Em 1955 o 'Tamandaré' foi designado para conduzir o presidente da República em visita oficial a Portugal. O roteiro da viagem foi Rio-Recife-Casablanca-Lisboa. O então presidente João Café Filho embarcou no navio em Casablanca, Marrocos, sendo recebido pelo terceiro comandante do navio, capitão-de-mar-e-guerra Paulo Antonio Telles Bardy, em 21 de abril de 1955. A escolha do ‘Tamandaré’ para transportar o presidente da República, então Café Filho, para uma visita a Portugal, onde chegou em 22 de abril de 1955.Em Lisboa, a capital portuguesa, o ‘Tamandaré’ recebeu escolta de honra dos contratorpedeiros (destróieres) portugueses ‘Dão’, ‘Tejo’ e ‘Vouga’ e do navio-aviso ‘Nuno Tristão’. O Presidente Café Filho foi recebido no Cais das Colunas, no Terreiro do Paço pelo General Craveiro Lopes.
Eu lembro-me que estive neste acontecimento. Mas foi um bocado esquisito. Sei que era de noite que nos acordaram. Fizemos toda a viagem de noite e sei que nos deram umas bandeirinhas, provavelmente de Portugal e do Brasil e depois fomos acenar e gritar para o aeroporto. Seria já a partida? Talvez, visto que ele chegou de barco. Era assim o Estado Novo. Serviam-se de nós para certas coisas. Mas esqueciam-se de nós noutras. Como a mais elementar de todas as necessidades. A comida. Lembro-me bem deste dia porque me parece que foi a única vez que saí de noite da Casa Pia. Sei que era o Café Filho, nunca me esqueci do nome, mas só muito mais tarde é que soube que ele era Presidente do Brasil. Não era fácil de esquecer porque éramos poucos, o suficiente para ocupar um autocarro dos antigos que não devia levar mais de 30 pessoas. É claro que durante muito tempo foi motivo de conversas. Nós tínhamos que explicar aos outros tudo ao pormenor. Coisas de crianças.

Dados fornecidos
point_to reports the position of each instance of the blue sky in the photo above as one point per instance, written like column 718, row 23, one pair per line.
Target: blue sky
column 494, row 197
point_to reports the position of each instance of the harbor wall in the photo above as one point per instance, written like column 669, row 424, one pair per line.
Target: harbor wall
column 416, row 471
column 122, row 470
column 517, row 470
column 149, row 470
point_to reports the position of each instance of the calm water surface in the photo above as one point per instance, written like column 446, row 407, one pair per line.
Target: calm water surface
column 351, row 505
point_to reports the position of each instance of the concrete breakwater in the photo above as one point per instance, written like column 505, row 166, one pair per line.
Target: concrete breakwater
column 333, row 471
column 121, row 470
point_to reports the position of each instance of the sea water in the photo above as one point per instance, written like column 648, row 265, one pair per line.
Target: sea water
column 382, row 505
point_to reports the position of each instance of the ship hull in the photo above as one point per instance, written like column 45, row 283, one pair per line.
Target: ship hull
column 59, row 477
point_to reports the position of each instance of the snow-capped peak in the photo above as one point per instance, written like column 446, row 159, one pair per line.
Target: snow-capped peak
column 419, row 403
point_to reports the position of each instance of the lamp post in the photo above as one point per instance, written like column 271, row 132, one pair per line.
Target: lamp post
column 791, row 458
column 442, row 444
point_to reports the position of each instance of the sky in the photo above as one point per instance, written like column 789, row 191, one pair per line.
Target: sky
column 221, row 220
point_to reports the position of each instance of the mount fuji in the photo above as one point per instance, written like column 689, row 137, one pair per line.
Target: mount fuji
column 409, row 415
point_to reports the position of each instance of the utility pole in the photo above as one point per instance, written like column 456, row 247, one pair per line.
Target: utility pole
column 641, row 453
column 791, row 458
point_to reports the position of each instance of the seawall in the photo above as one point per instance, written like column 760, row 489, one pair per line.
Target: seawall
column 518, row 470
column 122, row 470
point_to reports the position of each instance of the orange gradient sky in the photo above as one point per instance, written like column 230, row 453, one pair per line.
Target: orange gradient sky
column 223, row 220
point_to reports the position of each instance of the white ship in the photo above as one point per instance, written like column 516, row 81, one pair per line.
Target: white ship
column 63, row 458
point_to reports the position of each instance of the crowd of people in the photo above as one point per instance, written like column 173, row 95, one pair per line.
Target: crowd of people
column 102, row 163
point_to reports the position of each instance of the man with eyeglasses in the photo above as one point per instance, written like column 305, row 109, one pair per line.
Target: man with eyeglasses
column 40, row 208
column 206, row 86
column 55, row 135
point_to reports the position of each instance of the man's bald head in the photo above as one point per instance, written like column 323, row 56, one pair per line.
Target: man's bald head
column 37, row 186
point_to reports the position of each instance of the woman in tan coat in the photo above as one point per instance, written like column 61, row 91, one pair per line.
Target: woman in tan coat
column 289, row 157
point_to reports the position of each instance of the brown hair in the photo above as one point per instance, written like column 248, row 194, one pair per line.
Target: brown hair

Lista de tarefas
a: Por favor, transcreva do trecho a passagem que começa em "Em 1955 o 'Tamandaré'" e vai até "General Craveiro Lopes.".
b: Segundo o trecho, por que quem narra se lembra bem do dia em que foi ao aeroporto? Explique em uma a três frases.
c: Responda com base no trecho:
(i) Em que cidade Café Filho embarcou no 'Tamandaré'?
(ii) Quem recebeu Café Filho no Cais das Colunas?
(iii) O que foi dado às crianças antes de irem ao aeroporto?
Responda com base apenas no trecho, sem recorrer à listagem.

Respostas em ordem
a:
Em 1955 o 'Tamandaré' foi designado para conduzir o presidente da República em visita oficial a Portugal. O roteiro da viagem foi Rio-Recife-Casablanca-Lisboa. O então presidente João Café Filho embarcou no navio em Casablanca, Marrocos, sendo recebido pelo terceiro comandante do navio, capitão-de-mar-e-guerra Paulo Antonio Telles Bardy, em 21 de abril de 1955. A escolha do ‘Tamandaré’ para transportar o presidente da República, então Café Filho, para uma visita a Portugal, onde chegou em 22 de abril de 1955.Em Lisboa, a capital portuguesa, o ‘Tamandaré’ recebeu escolta de honra dos contratorpedeiros (destróieres) portugueses ‘Dão’, ‘Tejo’ e ‘Vouga’ e do navio-aviso ‘Nuno Tristão’. O Presidente Café Filho foi recebido no Cais das Colunas, no Terreiro do Paço pelo General Craveiro Lopes.

b: Quem narra se lembra bem daquele dia porque lhe parece ter sido a única vez que saiu de noite da Casa Pia.

c:
(i) Em Casablanca, no Marrocos.
(ii) O General Craveiro Lopes.
(iii) Umas bandeirinhas, provavelmente de Portugal e do Brasil.